Selected excerpt:
King Center C.E.O. Bernice A. King today issued the following statement about the shooting in Charleston, South Carolina:

I am deeply saddened by the terrible tragedy at the Emanuel African Methodist Episcopal Church in Charleston, South Carolina. On behalf of The King Center, I extend my heartfelt sympathy and condolences to the families and loved ones of the victims of this horrific act of hate and violence. Humanity has been robbed of 9 sacred lives, in a manner that was steeped in racism, with the gunman reportedly stating, "I came to shoot black people," before he opened fire. This chain of events underscores that this nation has cultivated a culture of violence and has yet to earnestly address pervasive racism.

My family has a strong connection to this church, which has such a long and distinguished heritage and leadership role in African American history. My father preached at Emanuel AME church in 1962, and my mother, Coretta Scott King, worked with members of the congregation in the historic movement to unionize Charleston’s hospital workers, many of whom were African-American women earning subsistence wages. She led a march to the church and addressed a mass rally at the church on April 29, 1969, in support of their strike for decent wages and working conditions.

In this heart-rending moment, we are remembering the history of Emanuel AME and Charleston, revisiting past racial injustice and grappling with the pain of racism that this country still contends with today. We must drastically increase our efforts to educate people to reject racism and violence, and to create a culture of nonviolence, which is not a tactic, but a lifestyle. In the words of my father, Nonviolence 365, as The King Center calls our education and training based on his nonviolent philosophy and methodology, “must become immediately a subject for study and for serious implementation in every field of human conflict, and by no means excluding the relations between nations.”

Exercise tasks:
(A) In the King Center statement on the Charleston church shooting, on what date did Coretta Scott King address a mass rally at Emanuel AME Church?
(B) Resume the King Center statement on the Charleston church shooting, starting right after its last sentence.

Material supplied:
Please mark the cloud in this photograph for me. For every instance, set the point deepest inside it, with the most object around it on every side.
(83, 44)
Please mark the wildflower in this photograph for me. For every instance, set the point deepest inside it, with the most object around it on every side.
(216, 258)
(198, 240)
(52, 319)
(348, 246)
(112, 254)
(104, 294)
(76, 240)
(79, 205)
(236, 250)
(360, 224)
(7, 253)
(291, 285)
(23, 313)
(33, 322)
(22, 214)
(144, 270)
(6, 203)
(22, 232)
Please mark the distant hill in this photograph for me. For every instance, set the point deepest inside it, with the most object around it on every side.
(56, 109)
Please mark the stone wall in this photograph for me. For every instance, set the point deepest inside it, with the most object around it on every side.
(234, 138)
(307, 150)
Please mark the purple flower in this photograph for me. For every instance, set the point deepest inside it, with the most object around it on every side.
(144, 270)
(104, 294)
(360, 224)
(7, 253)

...

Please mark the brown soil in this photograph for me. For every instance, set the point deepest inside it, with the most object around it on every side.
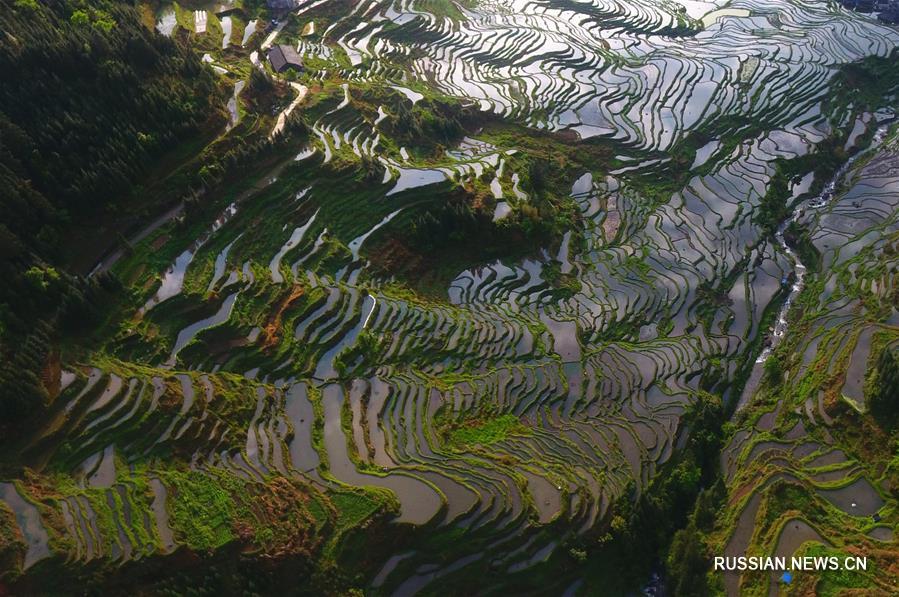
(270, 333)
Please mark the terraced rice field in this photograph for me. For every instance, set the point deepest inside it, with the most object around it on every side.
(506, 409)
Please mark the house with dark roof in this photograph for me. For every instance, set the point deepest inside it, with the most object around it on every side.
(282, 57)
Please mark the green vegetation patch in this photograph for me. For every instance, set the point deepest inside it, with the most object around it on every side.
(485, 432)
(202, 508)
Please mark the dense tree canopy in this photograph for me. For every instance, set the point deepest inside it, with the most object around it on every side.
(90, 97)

Results for the exercise:
(A) April 29, 1969.

(B)
We must interrupt business as usual and change the trajectory of our nation. And, as my father shared in his eulogy for the four little girls killed in the Sixteenth Street Baptist Church bombing, “…We must be concerned not merely about who murdered them, but about the system, the way of life, the philosophy which produced the murderers.”

We must choose to be concerned about the system, the way of life and the philosophy which produced the Charleston gunman. It is critical that we are concerned, for our concern reflects our attention to our ultimate choice between “nonviolent coexistence or violent co-annihilation.” We must choose Nonviolence 365.

I pray for healing for the Emmanuel AME congregation, the Charleston community and for all of the families impacted by this tragedy.”